→ **What is required**: Starting at the first line and ending at the last, reproduce the records below exactly.

→ **Data to examine**:
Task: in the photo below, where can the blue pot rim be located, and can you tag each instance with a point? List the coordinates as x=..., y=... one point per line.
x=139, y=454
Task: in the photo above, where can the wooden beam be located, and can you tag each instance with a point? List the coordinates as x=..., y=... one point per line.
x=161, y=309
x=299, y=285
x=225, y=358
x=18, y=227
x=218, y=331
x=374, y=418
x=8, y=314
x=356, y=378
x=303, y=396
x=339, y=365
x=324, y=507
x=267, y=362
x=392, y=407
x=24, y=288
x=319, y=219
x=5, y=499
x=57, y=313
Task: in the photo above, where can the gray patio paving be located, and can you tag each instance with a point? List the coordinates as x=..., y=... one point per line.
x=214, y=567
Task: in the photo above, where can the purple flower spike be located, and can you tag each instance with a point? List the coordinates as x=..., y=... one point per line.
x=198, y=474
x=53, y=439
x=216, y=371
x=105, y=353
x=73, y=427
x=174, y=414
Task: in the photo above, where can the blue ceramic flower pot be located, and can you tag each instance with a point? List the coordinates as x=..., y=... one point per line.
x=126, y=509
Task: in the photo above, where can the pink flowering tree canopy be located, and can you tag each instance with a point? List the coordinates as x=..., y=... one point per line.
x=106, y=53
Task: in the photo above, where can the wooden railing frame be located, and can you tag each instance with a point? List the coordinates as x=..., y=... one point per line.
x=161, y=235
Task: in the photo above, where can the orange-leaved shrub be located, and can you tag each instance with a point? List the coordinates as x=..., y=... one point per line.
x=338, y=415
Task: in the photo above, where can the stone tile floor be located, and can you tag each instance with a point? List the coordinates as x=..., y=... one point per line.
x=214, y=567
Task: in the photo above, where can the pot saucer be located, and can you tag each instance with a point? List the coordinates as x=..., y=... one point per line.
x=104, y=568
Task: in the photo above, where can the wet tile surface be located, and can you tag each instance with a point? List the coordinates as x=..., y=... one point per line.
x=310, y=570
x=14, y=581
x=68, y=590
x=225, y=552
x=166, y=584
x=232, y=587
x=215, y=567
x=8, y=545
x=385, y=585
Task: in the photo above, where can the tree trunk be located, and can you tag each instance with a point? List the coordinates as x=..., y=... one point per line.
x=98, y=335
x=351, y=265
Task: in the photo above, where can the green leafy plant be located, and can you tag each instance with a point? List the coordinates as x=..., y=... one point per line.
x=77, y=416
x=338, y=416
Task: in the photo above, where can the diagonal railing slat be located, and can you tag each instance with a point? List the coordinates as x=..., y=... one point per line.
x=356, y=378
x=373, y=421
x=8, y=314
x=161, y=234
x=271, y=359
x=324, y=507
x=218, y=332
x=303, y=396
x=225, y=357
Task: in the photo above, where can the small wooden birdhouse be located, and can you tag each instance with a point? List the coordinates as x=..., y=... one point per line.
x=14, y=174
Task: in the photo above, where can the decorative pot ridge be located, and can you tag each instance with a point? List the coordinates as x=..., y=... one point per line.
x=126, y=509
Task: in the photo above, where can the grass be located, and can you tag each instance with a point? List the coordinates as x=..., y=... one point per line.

→ **Answer space**:
Task: in the photo below, where can the blue pot rim be located, and can you tag each instance with a point? List the coordinates as x=..., y=... one point per line.
x=139, y=454
Task: in the photo above, where can the wooden beam be located, and can you tag each instance with a point? List the coordinates as x=..., y=... one point per line.
x=161, y=309
x=299, y=285
x=225, y=358
x=18, y=227
x=218, y=331
x=374, y=418
x=8, y=314
x=356, y=378
x=303, y=396
x=339, y=365
x=324, y=507
x=267, y=362
x=392, y=407
x=24, y=288
x=319, y=219
x=5, y=499
x=57, y=313
Task: in the photo above, where can the gray patio paving be located, and can you tag each instance with a point? List the coordinates as x=..., y=... one point per line.
x=214, y=567
Task: in the photo above, where can the purple flower spike be located, and can you tag each instance with a point? List the coordinates as x=..., y=... one point per line.
x=198, y=474
x=53, y=439
x=216, y=371
x=105, y=353
x=73, y=427
x=174, y=414
Task: in the photo above, where can the blue ceramic flower pot be located, and can you tag each instance with a point? List the coordinates as x=..., y=... one point per line.
x=126, y=509
Task: in the photo above, where can the pink flowering tree canopy be located, and can you tag each instance with a point? List the coordinates as x=..., y=... one point per line.
x=106, y=53
Task: in the photo above, where can the wooden railing frame be located, and can you tag each instance with a point? List the coordinates as x=..., y=... one point per line.
x=161, y=235
Task: in the photo above, where can the orange-leaved shrub be located, and can you tag each instance with a point? List the coordinates as x=..., y=... one point per line.
x=338, y=415
Task: in the photo above, where can the stone tile floor be located, and can you tag each instance with a point? List the coordinates as x=..., y=... one point per line.
x=214, y=567
Task: in the photo above, where can the pot saucer be located, and can you tag each instance with a point? List the coordinates as x=..., y=... one point per line.
x=104, y=568
Task: in the photo above, where can the wet tile surface be located, and can you tag each instance with a point? List the coordinates as x=..., y=... one point per line.
x=310, y=570
x=14, y=581
x=68, y=590
x=225, y=552
x=166, y=584
x=232, y=587
x=215, y=567
x=8, y=545
x=385, y=585
Task: in the photo above, where can the tree trunk be located, and can you tag each instance with a point? List the coordinates as x=..., y=... one point per line.
x=98, y=335
x=351, y=265
Task: in the photo above, where can the green leafy plant be located, and can you tag each instance with a point? List the coordinates as x=..., y=... one point per line.
x=77, y=416
x=338, y=416
Task: in the photo above, where can the diagonal railing slat be located, and can you tag each instance with a point? List the coordinates as x=..., y=... one point per line.
x=356, y=378
x=373, y=421
x=8, y=314
x=161, y=234
x=271, y=359
x=324, y=507
x=218, y=332
x=303, y=396
x=225, y=357
Task: in the photo above, where can the small wooden birdhouse be located, and can you tag each instance with a point? List the coordinates as x=..., y=... one point per line.
x=14, y=174
Task: in the photo above, where can the decorative pot ridge be located, and can you tag each instance with a point? List the coordinates as x=..., y=... one point per line.
x=126, y=509
Task: in the photo above, where can the grass be located, and can you tag each instance with a point? List the coordinates as x=..., y=... one point per line.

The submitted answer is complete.